### TASK DIRECTIONS
Every line in the data below that includes "goalie" belongs in the answer, copied as it stands.

(EXERCISE INPUT Opens)

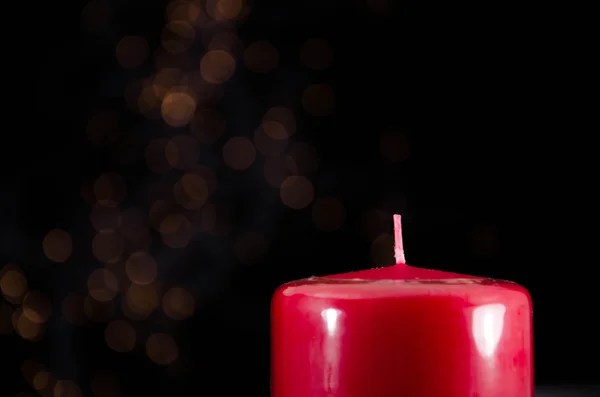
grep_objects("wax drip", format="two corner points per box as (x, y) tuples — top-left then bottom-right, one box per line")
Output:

(EXERCISE INPUT Closes)
(EXERCISE INPUT Opens)

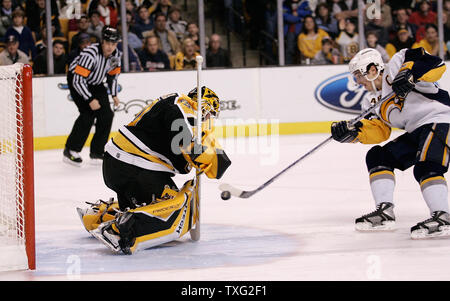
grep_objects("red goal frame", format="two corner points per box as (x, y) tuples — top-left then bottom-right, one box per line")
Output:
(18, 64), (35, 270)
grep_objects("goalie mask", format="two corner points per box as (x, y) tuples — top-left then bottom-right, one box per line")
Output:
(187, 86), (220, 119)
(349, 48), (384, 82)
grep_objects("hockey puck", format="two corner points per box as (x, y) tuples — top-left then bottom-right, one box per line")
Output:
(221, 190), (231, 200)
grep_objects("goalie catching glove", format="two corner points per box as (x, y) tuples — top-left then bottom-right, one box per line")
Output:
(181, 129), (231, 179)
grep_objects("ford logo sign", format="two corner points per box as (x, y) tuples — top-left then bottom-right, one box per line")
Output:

(EXERCISE INPUT Closes)

### ANSWER TO THIS TASK
grep_objects("goalie mask", format="two corner points per box as (x, y) tuples — top-left then bottom-right, one box per line")
grep_objects("goalie catching glove", format="two corner points per box as (x, y) tuples — top-left then bottom-right, one box per line")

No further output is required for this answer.